• [STATED TASK A] Pull out every row below that contains the word "pear", copying each such line in full.

• [SELECTION]

#####

The Dutch voyages were conducted across four years, a shorter span than the decadal time frames usually required to link climate change and social developments. However, gradual climate change across broad geographical expanses always influences human history through weather events that are immediate and local. This article’s analysis of the three voyages of exploration, undertaken during an unusually cool climate, tests the limits of what we can identify as genuine interactions between past climate change, weather, and historical events. It reveals that environmental historians of past climates should establish four distinct relationships in this regard: (1) short-term weather events and long-term climate change; (2) atmospheric fluctuations and relevant changes in the geosphere, hydrosphere, cryosphere, or biosphere; (3) a substantial quantity of local or regional environmental phenomena and activities conducted by human beings; and (4) climate change and human history, which is established on the basis of the first three.5

Supercomputer reconstructions of connections between modern climate change and short-term environmental fluctuations are only now becoming possible. Lacking the vast, real-time data networks that measure the global climate today, historians of past climates must incorporate probability into their methodology. Some discussion of probability invariably accompanies historical analysis, particularly in narratives that posit connections between structures and events. However, few historical narratives hinge on probability in the manner that climate histories do. For example, some weather patterns are rendered more or less likely under different climatic regimes, but most expressions of weather can occur under any climate. Indeed, weather that is atypical under a particular climatic regime can influence human history as much as weather that conforms to the climatic norm. Hence, climate historians must acknowledge that their reconstructions of relationships between weather and human affairs rest on firmer ground than narratives that link weather to climate change, or climate change to human history. We should also note that the environmental consequences of climate change were hardly the only, or even necessarily the most important, influences that shaped political, economic, social, and cultural histories.6

Understanding the Arctic in a Time of Social and Environmental Transformation

The borders of the world known to Europeans were expanding during the fifteenth century. In voyages made possible by refinements in nautical technology, demographic expansion, economic imperatives, and missionary zeal—not to mention sheer chance—European explorers who began searching for new markets entered the Caribbean in 1492 and landed in India six years later. In their wake, Portuguese and Spanish conquistadors established new settlements, entering into complex relationships with indigenous peoples that usually facilitated the expansion of vast new empires. By the late sixteenth century, a gradual shift in economic primacy from Europe’s south to its north heralded a new, more capitalist phase of exploration and exploitation. After the uncertain first decades of their rebellion against Habsburg Spain, the coastal provinces of the Dutch Republic jumped to the vanguard of this economic transition.7

After 1588, wealthy merchants from the southern Low Countries gradually migrated to the coastal cities of a new Dutch Republic. Some of these merchants, their access to the Iberian market increasingly uncertain, wished to control the lucrative commerce in spices, textiles, and other Asian goods directly from its source. They funded the aggressive Dutch naval and commercial expansion into Asia, which ultimately contributed to the meteoric rise of Dutch industry, finance, and political influence. However, the long-term prospects for trade along southerly routes already charted by the Portuguese during the 1590s were far from certain, and the forceful expulsion of the Iberians was sure to be costly. Contemporary cartographers estimated that a voyage to Asia through the Russian Arctic would shorten most journeys by two-thirds.8

Western Europe’s knowledge about the Arctic began to improve during the late sixteenth century. Many cartographers represented the Arctic by drawing a towering magnetic rock, surrounded by four polar continents that were home to bizarre civilizations, monsters, and treasure (Figure 1). But English and Dutch expeditions led by Hugh Willoughby in the 1550s, by Olivier Brunel in the 1570s, and by Arthur Pet and Charles Jackman in the 1580s charted the seas around Novaya Zemlya (Figure 2)—an island that seemed to lie in the path of a Northeast Passage; earlier voyages had suggested that it was not an insurmountable obstacle. In the early 1590s, the merchant Jan Huyghen van Linschoten and the publisher/cartographer Lucas Waghenaer formed a group in Enkhuizen—a town in northern Holland—with the hope of discovering a Northeast Passage to Asia near Novaya Zemlya. Another circle committed to the passage emerged in Amsterdam was headed by publisher Cornelis Claes, cartographer/clergyman Petrus Plancius, and cartographer/navigator Willem Barents, supported by Balthasar de Moucheron, who helped to finance the first polar expeditions of the 1590s and provided the latest cartographical information (Figure 1). Moucheron and the explorers hoped to produce a new, more accurate map that would secure their exclusive rights to potentially lucrative northern trade routes.9

Fig. 1

The European Perception of the Arctic on the Eve of the Barents Voyages (Novaya Zemlya Highlighted)

#####

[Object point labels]
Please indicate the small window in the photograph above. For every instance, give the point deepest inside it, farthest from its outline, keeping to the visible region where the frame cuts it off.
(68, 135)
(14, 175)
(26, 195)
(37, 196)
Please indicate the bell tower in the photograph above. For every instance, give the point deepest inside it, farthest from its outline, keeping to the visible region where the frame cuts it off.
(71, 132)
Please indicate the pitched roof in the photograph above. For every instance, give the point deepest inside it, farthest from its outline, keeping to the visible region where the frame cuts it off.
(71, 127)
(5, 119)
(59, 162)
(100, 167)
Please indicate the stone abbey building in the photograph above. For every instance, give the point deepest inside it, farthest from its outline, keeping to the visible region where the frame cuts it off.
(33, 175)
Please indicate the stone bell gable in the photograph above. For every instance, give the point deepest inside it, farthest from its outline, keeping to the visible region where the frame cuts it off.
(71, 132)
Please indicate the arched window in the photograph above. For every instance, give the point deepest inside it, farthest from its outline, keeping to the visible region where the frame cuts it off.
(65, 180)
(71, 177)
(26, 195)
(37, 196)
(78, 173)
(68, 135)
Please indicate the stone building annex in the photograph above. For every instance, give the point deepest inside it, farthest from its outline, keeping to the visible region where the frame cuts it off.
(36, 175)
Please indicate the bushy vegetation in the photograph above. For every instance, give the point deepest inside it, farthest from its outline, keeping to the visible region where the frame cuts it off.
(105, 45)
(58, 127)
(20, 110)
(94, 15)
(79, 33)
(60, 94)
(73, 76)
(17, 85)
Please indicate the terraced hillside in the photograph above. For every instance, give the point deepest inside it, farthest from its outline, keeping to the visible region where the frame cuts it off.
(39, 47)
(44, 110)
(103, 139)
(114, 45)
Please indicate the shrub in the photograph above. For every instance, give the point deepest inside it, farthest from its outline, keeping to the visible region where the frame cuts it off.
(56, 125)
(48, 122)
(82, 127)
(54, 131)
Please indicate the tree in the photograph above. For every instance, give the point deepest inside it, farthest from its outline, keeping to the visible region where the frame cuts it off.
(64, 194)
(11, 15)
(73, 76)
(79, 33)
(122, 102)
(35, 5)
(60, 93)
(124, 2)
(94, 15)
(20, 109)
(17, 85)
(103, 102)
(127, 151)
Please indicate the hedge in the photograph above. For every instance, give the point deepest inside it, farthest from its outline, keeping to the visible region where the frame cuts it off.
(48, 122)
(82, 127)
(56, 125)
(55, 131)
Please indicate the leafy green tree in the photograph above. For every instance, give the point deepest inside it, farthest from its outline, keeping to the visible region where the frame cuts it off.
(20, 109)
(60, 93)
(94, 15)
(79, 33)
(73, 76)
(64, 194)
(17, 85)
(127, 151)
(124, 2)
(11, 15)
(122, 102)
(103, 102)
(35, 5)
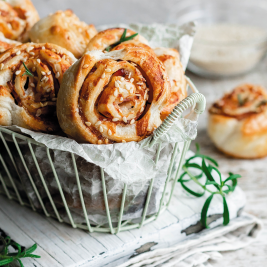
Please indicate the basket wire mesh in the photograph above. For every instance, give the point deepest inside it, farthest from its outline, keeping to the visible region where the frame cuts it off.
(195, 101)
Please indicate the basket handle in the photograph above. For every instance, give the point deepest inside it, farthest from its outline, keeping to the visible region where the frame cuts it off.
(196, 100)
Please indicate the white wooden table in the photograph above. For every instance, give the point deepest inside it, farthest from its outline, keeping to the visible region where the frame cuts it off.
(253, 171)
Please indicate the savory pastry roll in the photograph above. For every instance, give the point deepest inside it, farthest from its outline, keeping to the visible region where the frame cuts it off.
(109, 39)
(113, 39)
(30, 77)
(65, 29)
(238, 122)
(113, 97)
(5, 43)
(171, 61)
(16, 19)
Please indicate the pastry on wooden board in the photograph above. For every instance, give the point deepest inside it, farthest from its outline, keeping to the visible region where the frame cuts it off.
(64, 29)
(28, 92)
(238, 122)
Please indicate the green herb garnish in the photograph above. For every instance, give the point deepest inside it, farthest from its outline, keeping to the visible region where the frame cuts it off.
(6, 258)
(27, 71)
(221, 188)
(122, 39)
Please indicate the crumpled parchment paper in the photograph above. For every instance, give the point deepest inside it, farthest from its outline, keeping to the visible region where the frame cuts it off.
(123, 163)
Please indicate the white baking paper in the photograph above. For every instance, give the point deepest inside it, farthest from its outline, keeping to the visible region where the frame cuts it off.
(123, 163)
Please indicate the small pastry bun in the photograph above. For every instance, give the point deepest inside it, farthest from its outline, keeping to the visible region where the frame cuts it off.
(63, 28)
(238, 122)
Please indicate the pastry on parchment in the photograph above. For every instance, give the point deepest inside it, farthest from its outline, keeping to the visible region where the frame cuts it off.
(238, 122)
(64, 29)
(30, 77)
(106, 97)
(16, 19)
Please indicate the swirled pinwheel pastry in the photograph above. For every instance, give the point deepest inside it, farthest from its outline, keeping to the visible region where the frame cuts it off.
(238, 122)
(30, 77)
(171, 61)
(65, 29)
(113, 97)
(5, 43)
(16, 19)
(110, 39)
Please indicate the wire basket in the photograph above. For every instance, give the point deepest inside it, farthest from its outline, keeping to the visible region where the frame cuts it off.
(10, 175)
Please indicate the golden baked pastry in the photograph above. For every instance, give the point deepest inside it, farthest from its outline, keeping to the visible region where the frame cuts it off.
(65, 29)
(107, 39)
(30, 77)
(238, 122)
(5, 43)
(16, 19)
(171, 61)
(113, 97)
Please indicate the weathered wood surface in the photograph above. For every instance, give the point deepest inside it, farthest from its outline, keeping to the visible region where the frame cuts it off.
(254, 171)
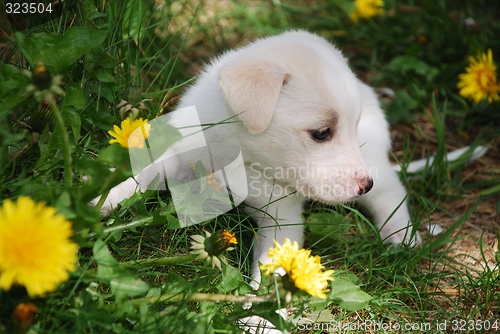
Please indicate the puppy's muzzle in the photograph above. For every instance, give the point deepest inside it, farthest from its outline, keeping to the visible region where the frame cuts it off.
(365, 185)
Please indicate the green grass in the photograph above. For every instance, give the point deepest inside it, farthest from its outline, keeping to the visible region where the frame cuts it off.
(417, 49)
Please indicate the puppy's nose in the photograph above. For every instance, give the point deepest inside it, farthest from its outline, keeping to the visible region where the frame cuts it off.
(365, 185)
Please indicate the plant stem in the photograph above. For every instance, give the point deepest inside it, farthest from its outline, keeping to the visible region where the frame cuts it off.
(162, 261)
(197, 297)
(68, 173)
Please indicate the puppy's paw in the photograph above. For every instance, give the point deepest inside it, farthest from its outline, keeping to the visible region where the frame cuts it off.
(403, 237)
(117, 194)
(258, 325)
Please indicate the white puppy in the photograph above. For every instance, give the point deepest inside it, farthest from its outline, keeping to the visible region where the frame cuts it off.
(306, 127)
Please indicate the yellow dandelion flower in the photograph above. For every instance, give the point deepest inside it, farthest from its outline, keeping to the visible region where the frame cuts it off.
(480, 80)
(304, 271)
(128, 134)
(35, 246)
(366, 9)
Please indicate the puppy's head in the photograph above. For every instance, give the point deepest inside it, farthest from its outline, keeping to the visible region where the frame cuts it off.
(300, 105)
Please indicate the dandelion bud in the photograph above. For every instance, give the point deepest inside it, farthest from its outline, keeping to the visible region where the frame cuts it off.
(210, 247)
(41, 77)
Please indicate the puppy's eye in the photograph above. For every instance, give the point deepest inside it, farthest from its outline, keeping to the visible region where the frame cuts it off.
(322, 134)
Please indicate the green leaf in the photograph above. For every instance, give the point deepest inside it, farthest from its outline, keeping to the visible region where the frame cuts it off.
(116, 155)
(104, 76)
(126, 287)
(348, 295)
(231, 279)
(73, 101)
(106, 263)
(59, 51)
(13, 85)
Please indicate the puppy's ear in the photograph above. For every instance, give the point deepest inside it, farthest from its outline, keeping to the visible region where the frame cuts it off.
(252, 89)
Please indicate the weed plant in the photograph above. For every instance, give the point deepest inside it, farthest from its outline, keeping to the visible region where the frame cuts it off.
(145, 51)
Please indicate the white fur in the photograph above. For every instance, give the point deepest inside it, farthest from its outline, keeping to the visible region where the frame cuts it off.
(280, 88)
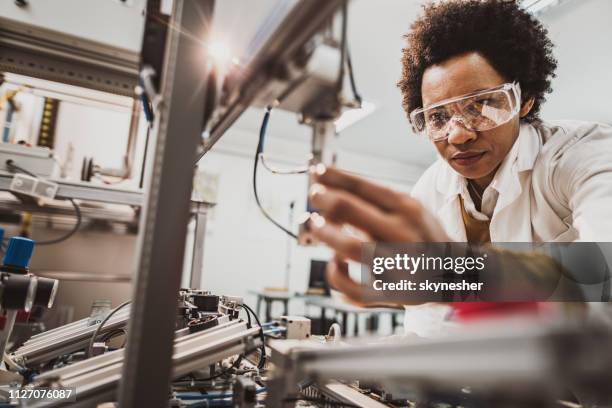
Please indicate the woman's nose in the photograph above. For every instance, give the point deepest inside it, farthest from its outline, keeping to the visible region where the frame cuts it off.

#####

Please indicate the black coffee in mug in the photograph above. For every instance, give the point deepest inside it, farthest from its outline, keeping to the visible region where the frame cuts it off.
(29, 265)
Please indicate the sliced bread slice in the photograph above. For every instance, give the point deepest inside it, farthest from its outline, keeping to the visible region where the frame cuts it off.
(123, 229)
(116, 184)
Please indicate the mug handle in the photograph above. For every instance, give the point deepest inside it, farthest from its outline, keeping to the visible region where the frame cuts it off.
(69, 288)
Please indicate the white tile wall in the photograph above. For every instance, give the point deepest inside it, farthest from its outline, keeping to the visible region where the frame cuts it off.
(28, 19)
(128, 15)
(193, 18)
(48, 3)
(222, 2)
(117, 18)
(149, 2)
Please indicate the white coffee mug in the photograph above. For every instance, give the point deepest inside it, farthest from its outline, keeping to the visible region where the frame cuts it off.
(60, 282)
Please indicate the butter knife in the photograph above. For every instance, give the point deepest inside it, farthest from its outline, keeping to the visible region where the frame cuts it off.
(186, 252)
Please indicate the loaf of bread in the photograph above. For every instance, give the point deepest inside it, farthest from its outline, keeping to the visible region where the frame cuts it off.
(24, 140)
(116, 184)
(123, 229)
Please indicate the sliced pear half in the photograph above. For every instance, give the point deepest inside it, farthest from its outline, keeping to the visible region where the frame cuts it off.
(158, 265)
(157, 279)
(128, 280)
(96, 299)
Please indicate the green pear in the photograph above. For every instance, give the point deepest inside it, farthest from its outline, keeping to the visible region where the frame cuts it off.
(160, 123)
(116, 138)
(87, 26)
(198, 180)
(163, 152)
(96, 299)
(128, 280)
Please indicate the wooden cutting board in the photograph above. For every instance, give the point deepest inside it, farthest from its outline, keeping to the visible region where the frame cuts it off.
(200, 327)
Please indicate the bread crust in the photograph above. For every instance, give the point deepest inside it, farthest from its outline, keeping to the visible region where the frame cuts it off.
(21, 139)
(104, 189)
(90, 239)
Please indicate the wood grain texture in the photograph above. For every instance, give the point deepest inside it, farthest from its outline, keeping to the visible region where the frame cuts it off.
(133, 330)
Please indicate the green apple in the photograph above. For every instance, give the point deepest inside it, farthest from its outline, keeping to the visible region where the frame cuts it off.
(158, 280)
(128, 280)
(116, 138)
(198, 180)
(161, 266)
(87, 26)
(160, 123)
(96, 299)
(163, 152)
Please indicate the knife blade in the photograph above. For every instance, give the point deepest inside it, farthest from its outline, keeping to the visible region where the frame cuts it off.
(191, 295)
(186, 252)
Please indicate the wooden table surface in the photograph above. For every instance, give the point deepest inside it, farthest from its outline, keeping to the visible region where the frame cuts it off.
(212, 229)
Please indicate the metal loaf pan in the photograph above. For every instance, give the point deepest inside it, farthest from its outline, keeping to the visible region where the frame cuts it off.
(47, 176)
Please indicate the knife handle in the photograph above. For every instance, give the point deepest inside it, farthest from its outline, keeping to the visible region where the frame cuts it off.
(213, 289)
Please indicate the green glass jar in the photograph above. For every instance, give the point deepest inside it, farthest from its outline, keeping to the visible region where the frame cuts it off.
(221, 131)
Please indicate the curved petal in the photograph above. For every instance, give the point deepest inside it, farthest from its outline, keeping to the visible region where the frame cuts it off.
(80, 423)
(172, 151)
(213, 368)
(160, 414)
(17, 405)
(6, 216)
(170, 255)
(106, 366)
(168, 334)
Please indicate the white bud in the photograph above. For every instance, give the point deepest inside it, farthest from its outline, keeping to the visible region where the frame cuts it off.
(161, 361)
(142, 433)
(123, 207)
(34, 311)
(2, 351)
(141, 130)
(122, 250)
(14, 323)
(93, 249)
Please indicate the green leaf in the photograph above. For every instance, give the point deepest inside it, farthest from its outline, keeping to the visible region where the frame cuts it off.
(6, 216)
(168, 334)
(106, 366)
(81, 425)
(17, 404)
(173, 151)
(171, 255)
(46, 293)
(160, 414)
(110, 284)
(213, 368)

#####

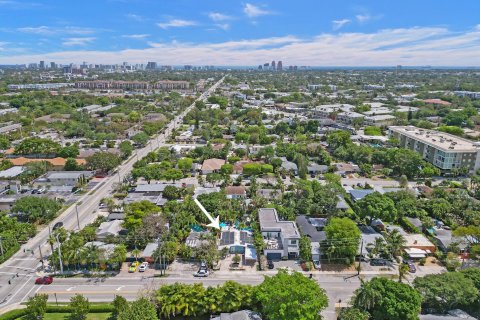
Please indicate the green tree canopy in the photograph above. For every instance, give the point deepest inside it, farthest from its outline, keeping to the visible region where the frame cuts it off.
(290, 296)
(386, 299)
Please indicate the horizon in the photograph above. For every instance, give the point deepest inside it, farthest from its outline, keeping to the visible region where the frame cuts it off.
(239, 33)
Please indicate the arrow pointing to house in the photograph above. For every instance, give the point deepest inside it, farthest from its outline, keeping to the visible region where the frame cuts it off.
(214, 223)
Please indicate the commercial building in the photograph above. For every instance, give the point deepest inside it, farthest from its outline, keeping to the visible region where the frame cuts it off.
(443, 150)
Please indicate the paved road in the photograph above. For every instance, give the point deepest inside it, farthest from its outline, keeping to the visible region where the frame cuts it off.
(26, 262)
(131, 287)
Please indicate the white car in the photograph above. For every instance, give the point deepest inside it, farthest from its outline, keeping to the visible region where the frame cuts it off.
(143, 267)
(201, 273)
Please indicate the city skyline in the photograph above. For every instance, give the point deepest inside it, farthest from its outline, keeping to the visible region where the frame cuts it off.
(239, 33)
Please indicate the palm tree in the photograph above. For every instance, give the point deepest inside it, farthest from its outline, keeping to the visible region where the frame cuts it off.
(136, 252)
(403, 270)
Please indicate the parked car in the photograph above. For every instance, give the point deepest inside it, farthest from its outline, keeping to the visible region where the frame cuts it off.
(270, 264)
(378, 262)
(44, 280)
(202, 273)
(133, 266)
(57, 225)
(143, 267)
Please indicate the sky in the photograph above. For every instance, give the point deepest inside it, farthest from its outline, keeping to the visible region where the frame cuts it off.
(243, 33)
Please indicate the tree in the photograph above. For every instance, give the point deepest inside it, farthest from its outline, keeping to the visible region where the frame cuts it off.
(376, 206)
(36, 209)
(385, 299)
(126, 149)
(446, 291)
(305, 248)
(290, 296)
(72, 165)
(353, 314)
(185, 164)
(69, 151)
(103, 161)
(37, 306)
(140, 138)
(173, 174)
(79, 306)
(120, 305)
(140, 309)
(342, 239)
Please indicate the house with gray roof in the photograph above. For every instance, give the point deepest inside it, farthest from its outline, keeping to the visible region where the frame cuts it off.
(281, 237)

#####

• [STATED TASK B]
Answer these questions from the passage on the Dutch Arctic voyages above:
(i) Over how many years were the Dutch voyages conducted?
(ii) In what year did European explorers enter the Caribbean?
(iii) In which town did Jan Huyghen van Linschoten and Lucas Waghenaer form their group?

• [CORRECT OUTPUT A]
Please indicate the sliced pear half in the photograph above. For every instance, give the point deepest inside it, farthest from its outline, keeping to the visible region where the frame cuts it off.
Please indicate the green pear in the photograph above. For every instance, give the point deepest inside it, farthest from its outline, keeping to the visible region where the frame cuts it off.

• [CORRECT OUTPUT B]
(i) Four years.
(ii) 1492.
(iii) Enkhuizen.